__What to work on__.
[1] Translate into Spanish this sentence from the passage on trophoblastic disease: "Moles vary widely in incidence from 1:120 to 1:2000 pregnancies, and are more common in Asia than they are elsewhere."
[2] Reproduce the part of the passage on trophoblastic disease that opens with the words containing "In a normal" and closes with "they are elsewhere.".

__Extract provided__.
One of the most important advances in chemotherapy was the discovery that many cases of choriocarcinoma can be cured with methotrexate. If you cannot refer a patient, you may have to treat her yourself.
In a normal pregnancy some trophoblastic cells are carried to the lungs, but do not grow there. They are only malignant when they grow outside the uterus, or abnormally within it. Here is a convenient simplification of what happens:
(1) A hydatidiform mole is a benign neoplasm of the trophoblast, in which the chorionic villi overgrow to form fluid-filled, grape-like vesicles, up to 1 cm in diameter. A mole can be complete without an embryo (more common), or partial (less common), when some fetal tissues are present (most often blood vessels containing nucleated red cells). Moles of either kind can present as an abortion, or an ectopic pregnancy. In a binovular twin pregnancy, one twin may be normal and the other a mole. Moles vary widely in incidence from 1:120 to 1:2000 pregnancies, and are more common in Asia than they are elsewhere.
(2) A non-metastasizing trophoblastic neoplasm (invasive mole) is a tumour-like process which invades the myometrium and arises from a hydatidiform mole, more commonly from a complete one. These lesions occasionally regress spontaneously.

__Information supplied__.
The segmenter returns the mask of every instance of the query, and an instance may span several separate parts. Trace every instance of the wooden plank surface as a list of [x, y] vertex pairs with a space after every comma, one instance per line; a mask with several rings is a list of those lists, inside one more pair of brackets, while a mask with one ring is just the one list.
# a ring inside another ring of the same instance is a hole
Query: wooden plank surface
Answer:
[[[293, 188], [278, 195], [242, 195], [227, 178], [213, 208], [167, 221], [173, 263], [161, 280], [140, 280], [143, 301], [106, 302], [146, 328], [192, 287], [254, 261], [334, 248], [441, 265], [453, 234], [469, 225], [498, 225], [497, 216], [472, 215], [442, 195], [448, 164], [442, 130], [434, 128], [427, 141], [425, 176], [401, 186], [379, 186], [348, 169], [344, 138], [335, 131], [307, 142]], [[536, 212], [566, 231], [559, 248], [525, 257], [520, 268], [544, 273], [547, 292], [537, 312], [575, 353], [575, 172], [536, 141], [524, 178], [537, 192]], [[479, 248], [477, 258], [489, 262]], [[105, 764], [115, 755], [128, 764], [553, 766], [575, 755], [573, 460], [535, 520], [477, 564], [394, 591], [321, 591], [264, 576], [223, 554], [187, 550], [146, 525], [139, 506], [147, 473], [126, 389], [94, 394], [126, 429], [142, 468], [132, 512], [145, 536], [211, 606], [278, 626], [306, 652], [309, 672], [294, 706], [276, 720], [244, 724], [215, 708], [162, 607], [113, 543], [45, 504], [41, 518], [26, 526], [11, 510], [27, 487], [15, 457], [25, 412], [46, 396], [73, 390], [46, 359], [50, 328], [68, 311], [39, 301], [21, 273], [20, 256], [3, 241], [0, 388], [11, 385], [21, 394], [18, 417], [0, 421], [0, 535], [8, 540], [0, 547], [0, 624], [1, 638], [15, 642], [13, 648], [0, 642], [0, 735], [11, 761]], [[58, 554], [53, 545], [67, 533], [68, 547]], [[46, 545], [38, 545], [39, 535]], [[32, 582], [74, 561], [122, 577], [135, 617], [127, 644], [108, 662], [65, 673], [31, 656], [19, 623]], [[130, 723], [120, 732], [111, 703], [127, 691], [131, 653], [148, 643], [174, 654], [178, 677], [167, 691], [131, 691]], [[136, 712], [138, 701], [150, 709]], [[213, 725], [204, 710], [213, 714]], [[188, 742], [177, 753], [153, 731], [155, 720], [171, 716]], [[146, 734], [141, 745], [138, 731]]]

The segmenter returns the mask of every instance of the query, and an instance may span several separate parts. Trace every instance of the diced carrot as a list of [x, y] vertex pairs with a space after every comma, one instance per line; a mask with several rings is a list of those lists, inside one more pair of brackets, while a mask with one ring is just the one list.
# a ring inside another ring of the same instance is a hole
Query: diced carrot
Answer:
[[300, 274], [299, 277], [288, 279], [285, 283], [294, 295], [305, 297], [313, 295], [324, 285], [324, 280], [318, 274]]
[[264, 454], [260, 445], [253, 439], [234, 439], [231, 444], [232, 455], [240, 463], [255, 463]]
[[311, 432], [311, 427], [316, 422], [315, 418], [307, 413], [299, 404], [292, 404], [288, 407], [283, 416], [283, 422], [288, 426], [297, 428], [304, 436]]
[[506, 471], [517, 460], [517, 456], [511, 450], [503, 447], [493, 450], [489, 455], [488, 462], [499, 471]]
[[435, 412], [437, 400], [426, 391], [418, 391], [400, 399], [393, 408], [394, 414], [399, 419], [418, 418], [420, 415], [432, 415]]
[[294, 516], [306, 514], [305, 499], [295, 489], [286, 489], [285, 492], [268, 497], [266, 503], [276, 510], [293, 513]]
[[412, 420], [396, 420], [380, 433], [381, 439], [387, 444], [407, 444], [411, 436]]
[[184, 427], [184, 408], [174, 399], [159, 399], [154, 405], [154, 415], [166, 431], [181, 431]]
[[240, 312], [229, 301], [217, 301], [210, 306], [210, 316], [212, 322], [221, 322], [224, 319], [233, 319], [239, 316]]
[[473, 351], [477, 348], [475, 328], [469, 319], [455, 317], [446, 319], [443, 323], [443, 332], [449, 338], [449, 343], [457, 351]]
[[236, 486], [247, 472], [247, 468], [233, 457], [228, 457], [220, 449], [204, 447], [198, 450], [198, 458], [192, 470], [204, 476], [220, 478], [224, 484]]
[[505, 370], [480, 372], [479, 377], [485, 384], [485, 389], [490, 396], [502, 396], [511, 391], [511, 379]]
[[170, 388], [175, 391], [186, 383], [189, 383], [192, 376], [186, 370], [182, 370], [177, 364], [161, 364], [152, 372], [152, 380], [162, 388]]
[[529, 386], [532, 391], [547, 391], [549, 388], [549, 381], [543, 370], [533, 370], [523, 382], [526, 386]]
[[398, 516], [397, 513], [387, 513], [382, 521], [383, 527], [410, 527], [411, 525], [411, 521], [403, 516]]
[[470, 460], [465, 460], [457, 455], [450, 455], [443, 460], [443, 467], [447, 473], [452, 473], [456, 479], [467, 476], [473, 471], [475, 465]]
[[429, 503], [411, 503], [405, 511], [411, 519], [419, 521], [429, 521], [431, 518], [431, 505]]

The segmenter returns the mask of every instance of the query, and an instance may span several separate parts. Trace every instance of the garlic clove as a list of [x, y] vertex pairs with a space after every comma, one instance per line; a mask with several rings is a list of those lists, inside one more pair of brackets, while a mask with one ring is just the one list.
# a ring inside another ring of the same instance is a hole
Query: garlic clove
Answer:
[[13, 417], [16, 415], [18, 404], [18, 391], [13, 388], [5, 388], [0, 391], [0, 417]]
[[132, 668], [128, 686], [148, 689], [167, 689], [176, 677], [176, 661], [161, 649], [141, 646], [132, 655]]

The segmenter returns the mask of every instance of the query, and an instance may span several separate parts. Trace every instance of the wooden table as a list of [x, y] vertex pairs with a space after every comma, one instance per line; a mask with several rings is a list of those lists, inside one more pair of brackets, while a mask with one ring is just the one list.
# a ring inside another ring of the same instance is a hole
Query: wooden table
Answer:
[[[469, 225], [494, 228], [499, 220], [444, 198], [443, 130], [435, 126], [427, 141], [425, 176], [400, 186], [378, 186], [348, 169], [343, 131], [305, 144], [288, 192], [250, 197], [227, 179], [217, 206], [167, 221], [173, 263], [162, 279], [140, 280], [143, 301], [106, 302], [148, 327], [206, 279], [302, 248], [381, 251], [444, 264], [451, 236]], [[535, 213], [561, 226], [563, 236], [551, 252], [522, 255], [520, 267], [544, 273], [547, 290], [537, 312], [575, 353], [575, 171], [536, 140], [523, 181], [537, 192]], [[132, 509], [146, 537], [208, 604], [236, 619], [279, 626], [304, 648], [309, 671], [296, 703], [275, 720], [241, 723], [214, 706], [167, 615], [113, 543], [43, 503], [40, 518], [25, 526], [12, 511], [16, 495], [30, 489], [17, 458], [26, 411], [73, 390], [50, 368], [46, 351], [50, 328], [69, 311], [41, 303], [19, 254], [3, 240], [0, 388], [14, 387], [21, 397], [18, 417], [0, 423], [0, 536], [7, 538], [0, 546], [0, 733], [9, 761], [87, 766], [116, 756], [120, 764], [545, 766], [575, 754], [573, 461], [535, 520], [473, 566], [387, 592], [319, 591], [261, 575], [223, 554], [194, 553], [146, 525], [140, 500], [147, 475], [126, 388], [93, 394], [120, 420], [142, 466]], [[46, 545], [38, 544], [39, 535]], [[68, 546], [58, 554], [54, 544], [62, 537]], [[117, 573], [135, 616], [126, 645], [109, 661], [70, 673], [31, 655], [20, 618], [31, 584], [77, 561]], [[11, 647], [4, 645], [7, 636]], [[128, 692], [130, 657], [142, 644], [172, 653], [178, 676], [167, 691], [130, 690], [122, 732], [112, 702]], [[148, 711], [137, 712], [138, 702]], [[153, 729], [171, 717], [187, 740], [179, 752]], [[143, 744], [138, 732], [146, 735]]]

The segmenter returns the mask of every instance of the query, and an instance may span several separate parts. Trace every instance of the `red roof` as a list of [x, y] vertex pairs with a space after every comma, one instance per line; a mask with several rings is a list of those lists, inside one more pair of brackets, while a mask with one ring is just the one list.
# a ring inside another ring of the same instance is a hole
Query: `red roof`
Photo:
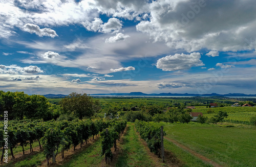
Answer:
[[211, 106], [217, 106], [217, 103], [210, 103], [210, 105]]
[[244, 106], [248, 106], [248, 107], [251, 107], [251, 106], [250, 105], [249, 105], [249, 104], [245, 104], [243, 105], [243, 107], [244, 107]]
[[203, 113], [202, 112], [189, 112], [191, 116], [198, 116], [198, 115], [201, 115], [203, 116]]

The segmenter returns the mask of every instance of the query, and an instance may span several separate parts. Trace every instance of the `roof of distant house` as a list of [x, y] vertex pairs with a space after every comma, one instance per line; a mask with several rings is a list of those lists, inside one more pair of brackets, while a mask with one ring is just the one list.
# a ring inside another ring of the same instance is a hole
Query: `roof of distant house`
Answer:
[[203, 113], [202, 112], [189, 112], [191, 116], [198, 116], [198, 115], [201, 115], [201, 116], [203, 116]]

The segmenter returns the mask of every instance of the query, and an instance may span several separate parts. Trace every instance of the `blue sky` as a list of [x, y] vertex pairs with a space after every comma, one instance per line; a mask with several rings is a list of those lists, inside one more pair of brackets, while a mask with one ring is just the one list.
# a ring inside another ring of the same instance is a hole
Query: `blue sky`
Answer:
[[3, 0], [0, 89], [255, 94], [254, 0]]

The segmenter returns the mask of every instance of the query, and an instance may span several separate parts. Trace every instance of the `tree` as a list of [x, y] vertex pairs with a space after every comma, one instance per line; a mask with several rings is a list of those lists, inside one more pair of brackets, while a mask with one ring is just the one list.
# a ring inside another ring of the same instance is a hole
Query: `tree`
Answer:
[[251, 125], [256, 126], [256, 116], [252, 116], [250, 119]]
[[33, 94], [29, 96], [29, 101], [26, 102], [25, 116], [27, 118], [41, 119], [51, 118], [49, 108], [51, 104], [43, 96]]
[[207, 119], [208, 117], [207, 116], [204, 116], [203, 115], [201, 116], [201, 114], [199, 114], [197, 118], [197, 120], [198, 121], [199, 123], [203, 124], [206, 122]]
[[6, 92], [2, 92], [1, 95], [1, 113], [4, 111], [8, 111], [8, 119], [13, 120], [14, 118], [13, 105], [15, 103], [14, 93], [8, 91]]
[[30, 96], [23, 92], [14, 93], [15, 104], [13, 106], [13, 115], [16, 119], [23, 120], [27, 109], [26, 104], [30, 100]]
[[153, 116], [154, 122], [158, 122], [158, 123], [159, 123], [160, 121], [163, 121], [163, 119], [164, 117], [162, 114], [157, 113], [155, 114]]
[[61, 101], [61, 106], [65, 113], [74, 114], [82, 120], [83, 117], [90, 117], [100, 109], [98, 100], [86, 93], [73, 92]]

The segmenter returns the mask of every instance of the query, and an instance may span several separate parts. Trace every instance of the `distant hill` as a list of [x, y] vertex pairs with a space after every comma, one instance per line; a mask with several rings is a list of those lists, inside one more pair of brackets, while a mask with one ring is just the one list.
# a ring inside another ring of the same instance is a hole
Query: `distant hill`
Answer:
[[[64, 98], [67, 95], [64, 95], [61, 94], [45, 94], [46, 98]], [[211, 94], [193, 94], [193, 93], [151, 93], [146, 94], [141, 92], [132, 92], [130, 93], [98, 93], [98, 94], [92, 94], [90, 96], [170, 96], [170, 97], [175, 97], [175, 96], [191, 96], [191, 97], [256, 97], [256, 94], [246, 94], [244, 93], [228, 93], [220, 94], [215, 93]]]
[[218, 93], [211, 94], [193, 94], [193, 93], [151, 93], [146, 94], [141, 92], [132, 92], [130, 93], [100, 93], [92, 94], [91, 96], [202, 96], [202, 97], [256, 97], [256, 94], [246, 94], [244, 93], [228, 93], [220, 94]]

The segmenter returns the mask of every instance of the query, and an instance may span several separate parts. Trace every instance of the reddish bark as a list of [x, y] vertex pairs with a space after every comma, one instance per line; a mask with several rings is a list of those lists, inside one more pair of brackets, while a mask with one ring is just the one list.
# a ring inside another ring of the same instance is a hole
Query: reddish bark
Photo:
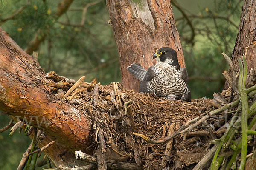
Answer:
[[91, 144], [87, 118], [49, 92], [37, 62], [1, 28], [0, 48], [0, 109], [31, 121], [69, 150], [86, 151]]
[[134, 62], [148, 68], [155, 64], [157, 49], [170, 47], [176, 51], [180, 66], [185, 67], [179, 34], [169, 0], [108, 0], [120, 57], [122, 84], [138, 91], [139, 82], [127, 68]]
[[[256, 1], [244, 0], [242, 9], [231, 59], [235, 68], [238, 70], [237, 59], [245, 54], [246, 48], [249, 46], [246, 56], [249, 73], [251, 68], [256, 66]], [[229, 86], [226, 81], [224, 88], [227, 89]]]

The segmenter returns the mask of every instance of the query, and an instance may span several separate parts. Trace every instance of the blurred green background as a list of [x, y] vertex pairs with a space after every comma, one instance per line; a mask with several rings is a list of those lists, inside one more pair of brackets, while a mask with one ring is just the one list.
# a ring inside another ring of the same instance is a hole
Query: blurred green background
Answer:
[[[46, 72], [54, 71], [76, 80], [85, 75], [85, 81], [96, 78], [102, 85], [120, 82], [118, 54], [105, 1], [75, 0], [57, 17], [61, 1], [0, 0], [0, 26], [23, 49], [36, 35], [44, 37], [38, 60]], [[172, 1], [193, 99], [212, 98], [214, 92], [222, 90], [225, 81], [222, 73], [228, 67], [221, 53], [231, 56], [243, 2]], [[0, 128], [9, 120], [0, 113]], [[8, 131], [0, 133], [1, 170], [17, 169], [31, 142], [23, 132], [15, 133], [11, 138]]]

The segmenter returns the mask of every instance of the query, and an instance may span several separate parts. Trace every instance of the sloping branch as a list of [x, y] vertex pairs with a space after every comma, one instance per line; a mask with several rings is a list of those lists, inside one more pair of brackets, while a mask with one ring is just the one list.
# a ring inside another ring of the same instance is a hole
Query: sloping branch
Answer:
[[87, 117], [49, 92], [37, 62], [0, 28], [0, 109], [46, 132], [69, 150], [85, 150], [90, 144]]

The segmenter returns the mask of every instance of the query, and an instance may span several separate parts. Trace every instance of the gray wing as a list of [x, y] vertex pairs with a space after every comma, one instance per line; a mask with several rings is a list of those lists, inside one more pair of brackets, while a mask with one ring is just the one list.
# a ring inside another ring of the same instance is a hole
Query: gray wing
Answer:
[[154, 66], [152, 66], [148, 68], [143, 80], [140, 82], [140, 92], [154, 93], [151, 89], [148, 88], [148, 82], [152, 80], [155, 76], [154, 73]]
[[188, 75], [188, 72], [186, 68], [183, 67], [180, 68], [180, 76], [186, 84], [187, 84], [188, 79], [189, 79], [189, 76]]
[[140, 64], [134, 63], [127, 67], [128, 71], [141, 82], [144, 79], [147, 73], [147, 70], [144, 68]]
[[186, 71], [186, 68], [182, 67], [180, 68], [180, 76], [181, 78], [184, 80], [186, 83], [188, 88], [189, 91], [183, 94], [181, 98], [183, 100], [185, 100], [187, 102], [191, 101], [191, 91], [190, 91], [190, 88], [188, 85], [188, 80], [189, 79], [189, 76], [188, 75], [188, 72]]

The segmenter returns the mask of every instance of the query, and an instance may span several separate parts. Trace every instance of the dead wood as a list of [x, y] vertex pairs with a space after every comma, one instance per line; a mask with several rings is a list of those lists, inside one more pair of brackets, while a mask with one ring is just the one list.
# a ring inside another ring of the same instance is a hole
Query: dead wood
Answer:
[[77, 80], [77, 81], [76, 82], [76, 83], [75, 83], [74, 84], [74, 85], [73, 85], [72, 86], [72, 87], [71, 87], [67, 91], [64, 95], [64, 96], [63, 96], [63, 97], [62, 98], [64, 99], [65, 97], [67, 97], [68, 96], [69, 96], [75, 89], [76, 89], [76, 88], [77, 88], [78, 86], [79, 86], [80, 85], [80, 84], [81, 83], [81, 82], [82, 82], [83, 81], [84, 81], [84, 79], [85, 78], [85, 76], [82, 76], [80, 79], [78, 79], [78, 80]]
[[[97, 158], [86, 153], [83, 153], [81, 151], [76, 151], [76, 159], [88, 162], [97, 163]], [[140, 170], [141, 167], [138, 167], [136, 164], [128, 163], [126, 162], [118, 162], [109, 161], [107, 163], [108, 167], [113, 170], [122, 169], [124, 170]]]
[[98, 133], [99, 139], [99, 144], [97, 150], [97, 162], [99, 170], [107, 170], [106, 160], [106, 143], [104, 139], [102, 130], [100, 128]]
[[14, 125], [15, 125], [15, 124], [13, 123], [13, 119], [11, 119], [9, 124], [6, 126], [0, 129], [0, 133], [1, 133], [3, 132], [4, 132], [6, 130], [13, 126]]

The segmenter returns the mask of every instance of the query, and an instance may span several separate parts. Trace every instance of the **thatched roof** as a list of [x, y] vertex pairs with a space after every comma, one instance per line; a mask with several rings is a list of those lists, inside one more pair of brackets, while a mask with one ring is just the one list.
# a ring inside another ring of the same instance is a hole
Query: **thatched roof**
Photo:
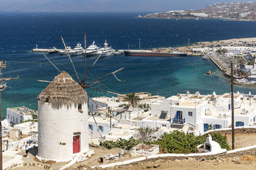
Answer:
[[75, 107], [79, 104], [83, 104], [87, 103], [88, 96], [86, 92], [68, 73], [62, 71], [43, 90], [38, 99], [41, 104], [49, 102], [53, 108], [59, 109], [62, 106], [68, 108], [72, 104]]

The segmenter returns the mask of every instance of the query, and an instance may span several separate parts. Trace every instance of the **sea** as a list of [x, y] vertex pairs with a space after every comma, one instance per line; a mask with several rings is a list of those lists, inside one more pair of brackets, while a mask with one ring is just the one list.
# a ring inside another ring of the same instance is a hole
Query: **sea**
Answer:
[[[1, 92], [2, 119], [7, 108], [24, 106], [37, 110], [37, 96], [58, 71], [44, 57], [31, 52], [38, 48], [63, 48], [60, 38], [74, 48], [77, 43], [86, 45], [93, 41], [102, 47], [106, 39], [114, 49], [148, 49], [177, 47], [197, 41], [255, 37], [255, 22], [221, 20], [166, 20], [137, 18], [141, 13], [0, 13], [0, 59], [7, 62], [3, 76], [17, 77], [7, 81]], [[61, 71], [68, 72], [77, 80], [68, 57], [45, 55]], [[86, 58], [86, 72], [97, 57]], [[84, 59], [72, 56], [72, 60], [80, 79], [84, 76]], [[188, 64], [188, 62], [191, 63]], [[193, 66], [192, 66], [193, 65]], [[92, 83], [94, 88], [119, 94], [147, 92], [166, 97], [177, 93], [199, 91], [201, 94], [222, 94], [230, 92], [230, 80], [211, 60], [200, 57], [147, 57], [124, 55], [100, 57], [86, 78], [90, 82], [120, 68], [123, 70]], [[211, 75], [205, 72], [213, 71]], [[92, 85], [92, 84], [91, 84]], [[85, 89], [90, 97], [111, 93]], [[234, 90], [256, 94], [256, 87], [235, 85]]]

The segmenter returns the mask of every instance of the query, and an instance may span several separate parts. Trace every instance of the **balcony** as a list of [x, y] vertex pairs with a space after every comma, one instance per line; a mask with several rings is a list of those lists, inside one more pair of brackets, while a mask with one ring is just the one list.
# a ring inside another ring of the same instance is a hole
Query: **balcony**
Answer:
[[172, 119], [172, 123], [176, 125], [184, 125], [185, 124], [185, 118], [175, 118]]

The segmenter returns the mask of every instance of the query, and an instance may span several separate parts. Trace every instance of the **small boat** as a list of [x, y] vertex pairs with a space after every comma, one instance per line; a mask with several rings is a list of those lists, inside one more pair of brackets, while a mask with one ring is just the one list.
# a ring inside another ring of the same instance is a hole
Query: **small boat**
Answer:
[[68, 53], [70, 55], [79, 55], [84, 53], [84, 49], [82, 47], [82, 45], [78, 43], [76, 47]]
[[3, 91], [6, 89], [7, 85], [6, 85], [6, 82], [4, 82], [4, 81], [6, 80], [14, 80], [14, 79], [19, 79], [19, 76], [17, 78], [3, 78], [2, 76], [2, 69], [5, 68], [6, 67], [6, 62], [3, 62], [0, 61], [0, 91]]
[[212, 73], [211, 71], [211, 70], [209, 70], [207, 72], [206, 72], [206, 74], [207, 74], [207, 75], [210, 75], [211, 74], [212, 74]]
[[100, 48], [95, 45], [95, 42], [93, 41], [92, 44], [86, 48], [86, 55], [92, 56], [95, 55], [95, 53], [100, 50]]
[[[72, 50], [72, 49], [71, 48], [70, 46], [67, 46], [67, 51], [68, 52], [68, 53], [69, 53], [70, 52], [71, 52], [71, 51]], [[59, 53], [60, 53], [60, 55], [66, 55], [66, 54], [67, 54], [68, 53], [67, 52], [66, 50], [64, 49], [64, 50], [60, 50], [60, 52], [59, 52]]]
[[[101, 55], [101, 57], [107, 57], [107, 56], [112, 56], [114, 55], [113, 50], [111, 47], [108, 46], [107, 40], [105, 40], [104, 48], [101, 48], [97, 52], [97, 54]], [[105, 50], [104, 48], [106, 48]]]
[[4, 81], [1, 81], [1, 84], [0, 84], [0, 90], [2, 92], [6, 89], [7, 85], [6, 85], [6, 82], [4, 82]]
[[58, 50], [56, 48], [55, 46], [52, 47], [51, 49], [48, 50], [49, 53], [58, 53]]
[[114, 55], [118, 55], [121, 54], [121, 52], [117, 50], [113, 50], [113, 52], [114, 52]]

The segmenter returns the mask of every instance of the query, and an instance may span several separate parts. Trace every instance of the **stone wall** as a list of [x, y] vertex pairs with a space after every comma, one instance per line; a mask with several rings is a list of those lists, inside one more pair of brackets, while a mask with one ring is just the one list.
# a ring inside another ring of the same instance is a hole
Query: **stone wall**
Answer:
[[[227, 128], [221, 130], [209, 131], [205, 134], [209, 132], [220, 132], [225, 134], [231, 134], [231, 128]], [[236, 127], [235, 129], [235, 133], [237, 134], [253, 134], [256, 133], [256, 127]], [[102, 167], [113, 167], [115, 166], [119, 166], [121, 167], [126, 167], [132, 165], [137, 165], [140, 164], [143, 164], [147, 165], [147, 164], [152, 163], [159, 160], [164, 161], [174, 161], [179, 160], [193, 160], [196, 161], [200, 161], [204, 159], [205, 160], [212, 160], [212, 159], [227, 159], [239, 158], [244, 155], [256, 155], [256, 145], [241, 148], [230, 150], [228, 152], [224, 152], [221, 153], [189, 153], [189, 154], [175, 154], [175, 153], [164, 153], [158, 154], [154, 155], [150, 155], [148, 157], [143, 157], [139, 159], [135, 159], [130, 160], [129, 161], [119, 162], [111, 164], [103, 165]]]
[[[220, 132], [222, 134], [227, 133], [227, 134], [231, 134], [231, 128], [220, 129], [217, 130], [209, 131], [204, 133], [203, 134], [207, 134], [209, 132]], [[256, 127], [235, 127], [235, 134], [253, 134], [256, 133]]]
[[18, 167], [26, 167], [26, 166], [30, 166], [30, 167], [40, 167], [42, 168], [44, 168], [47, 170], [51, 170], [51, 167], [50, 166], [44, 164], [40, 164], [40, 163], [22, 163], [22, 164], [14, 164], [13, 165], [10, 166], [10, 167], [7, 167], [4, 170], [11, 170], [14, 168]]
[[[141, 155], [141, 156], [149, 156], [152, 155], [156, 155], [159, 153], [159, 146], [157, 145], [152, 145], [152, 147], [149, 149], [139, 149], [140, 146], [145, 145], [144, 144], [139, 144], [137, 146], [133, 147], [131, 151], [132, 156]], [[145, 145], [146, 146], [148, 145]]]

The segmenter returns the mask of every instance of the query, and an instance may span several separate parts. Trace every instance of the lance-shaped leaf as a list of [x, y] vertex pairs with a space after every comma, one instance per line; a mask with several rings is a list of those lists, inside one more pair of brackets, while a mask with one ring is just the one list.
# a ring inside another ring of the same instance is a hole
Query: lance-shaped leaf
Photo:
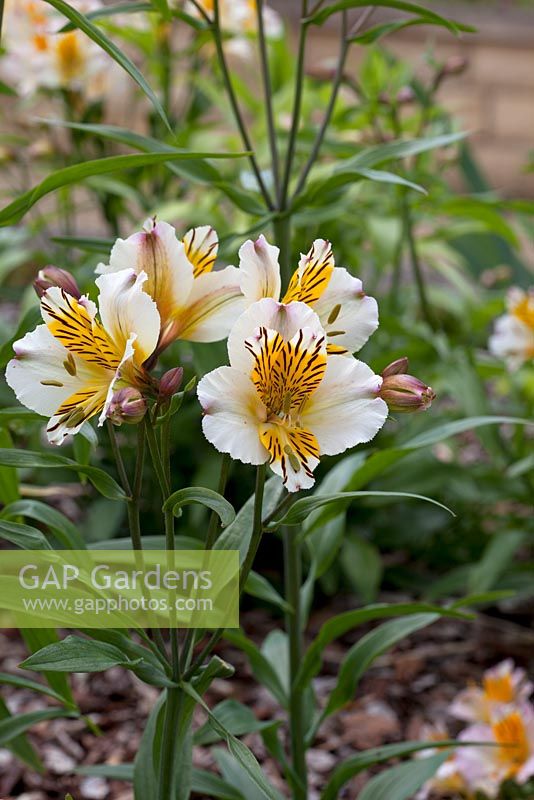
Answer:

__Answers by item__.
[1] La incidencia de las molas varía ampliamente, de 1:120 a 1:2000 embarazos, y son más frecuentes en Asia que en otros lugares.

[2]
In a normal pregnancy some trophoblastic cells are carried to the lungs, but do not grow there. They are only malignant when they grow outside the uterus, or abnormally within it. Here is a convenient simplification of what happens:
(1) A hydatidiform mole is a benign neoplasm of the trophoblast, in which the chorionic villi overgrow to form fluid-filled, grape-like vesicles, up to 1 cm in diameter. A mole can be complete without an embryo (more common), or partial (less common), when some fetal tissues are present (most often blood vessels containing nucleated red cells). Moles of either kind can present as an abortion, or an ectopic pregnancy. In a binovular twin pregnancy, one twin may be normal and the other a mole. Moles vary widely in incidence from 1:120 to 1:2000 pregnancies, and are more common in Asia than they are elsewhere.